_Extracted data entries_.
┄┄┄┄┄┄┄┄┄┄┄┄┄┄┄┄┄┄┄┄
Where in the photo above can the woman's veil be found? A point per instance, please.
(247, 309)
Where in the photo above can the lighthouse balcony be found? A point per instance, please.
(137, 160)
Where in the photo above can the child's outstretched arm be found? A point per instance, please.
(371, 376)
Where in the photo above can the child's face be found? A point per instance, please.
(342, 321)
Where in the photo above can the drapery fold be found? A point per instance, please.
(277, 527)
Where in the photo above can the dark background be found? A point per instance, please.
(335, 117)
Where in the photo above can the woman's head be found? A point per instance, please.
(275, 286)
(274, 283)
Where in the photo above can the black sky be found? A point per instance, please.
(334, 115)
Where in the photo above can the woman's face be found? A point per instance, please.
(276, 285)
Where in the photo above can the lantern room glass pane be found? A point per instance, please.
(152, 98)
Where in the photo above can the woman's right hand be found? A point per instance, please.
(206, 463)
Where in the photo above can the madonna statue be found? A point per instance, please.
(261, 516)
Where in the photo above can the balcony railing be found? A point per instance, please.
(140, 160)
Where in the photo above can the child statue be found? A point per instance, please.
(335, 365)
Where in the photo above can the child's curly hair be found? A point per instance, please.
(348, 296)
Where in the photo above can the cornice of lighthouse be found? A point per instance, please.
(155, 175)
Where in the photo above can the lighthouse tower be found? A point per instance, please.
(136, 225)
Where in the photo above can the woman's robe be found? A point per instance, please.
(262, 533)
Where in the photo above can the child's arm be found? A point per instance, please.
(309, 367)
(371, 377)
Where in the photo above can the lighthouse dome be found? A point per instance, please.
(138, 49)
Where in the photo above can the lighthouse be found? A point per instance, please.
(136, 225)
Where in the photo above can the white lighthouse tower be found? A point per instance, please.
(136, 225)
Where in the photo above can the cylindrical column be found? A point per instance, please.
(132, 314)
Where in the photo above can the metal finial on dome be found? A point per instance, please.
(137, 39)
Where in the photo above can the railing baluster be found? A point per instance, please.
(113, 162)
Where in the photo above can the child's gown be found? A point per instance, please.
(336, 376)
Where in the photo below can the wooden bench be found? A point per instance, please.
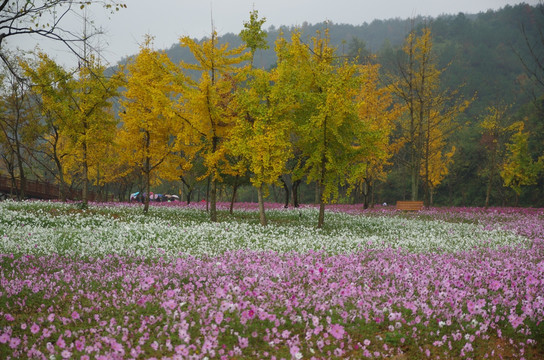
(409, 205)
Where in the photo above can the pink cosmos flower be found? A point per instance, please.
(4, 338)
(295, 352)
(337, 331)
(61, 343)
(169, 304)
(79, 345)
(218, 317)
(14, 342)
(243, 342)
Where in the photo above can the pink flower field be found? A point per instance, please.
(249, 304)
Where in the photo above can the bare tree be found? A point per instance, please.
(44, 18)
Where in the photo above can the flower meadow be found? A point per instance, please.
(109, 282)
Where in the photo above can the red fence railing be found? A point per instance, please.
(41, 189)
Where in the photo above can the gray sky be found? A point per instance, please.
(167, 20)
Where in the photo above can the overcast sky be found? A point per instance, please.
(167, 20)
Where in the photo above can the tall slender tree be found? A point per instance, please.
(147, 138)
(208, 104)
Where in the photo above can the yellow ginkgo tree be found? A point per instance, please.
(207, 108)
(147, 140)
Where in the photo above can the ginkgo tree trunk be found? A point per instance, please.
(146, 140)
(261, 133)
(92, 123)
(207, 108)
(326, 90)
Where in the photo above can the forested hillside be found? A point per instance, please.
(447, 110)
(483, 56)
┄┄┄┄┄┄┄┄┄┄┄┄┄┄┄┄┄┄┄┄
_WORK TO COMPLETE_. The lines to write out run from the one with "Where in the photo above can the bare" through the end of the records. Give them exactly, and only them.

_RESULT FOR THIS TASK_.
Where in the photo above can the bare tree be found? A point per instance, please.
(44, 18)
Where in the photo above can the flower meadow be found? A point per instance, please.
(109, 282)
Where in the photo above can the red fence railing be found? A point per instance, please.
(41, 189)
Where in the photo above can the gray sky be found? A point per instance, please.
(167, 20)
Where in the photo above can the overcast sky be found? A point per instance, please.
(167, 20)
Where in the photo above can the tall slender tree be found? A point per instance, please.
(147, 138)
(208, 104)
Where in the photo above can the yellow ginkgo tree be found? A point per instance, please.
(207, 108)
(147, 140)
Where in the photo above can the ginkgo tree trunk be found? A point per instance, please.
(146, 140)
(261, 133)
(92, 123)
(207, 108)
(326, 90)
Where in the photo above can the forested hillside be found? A point per instance, please.
(447, 110)
(483, 56)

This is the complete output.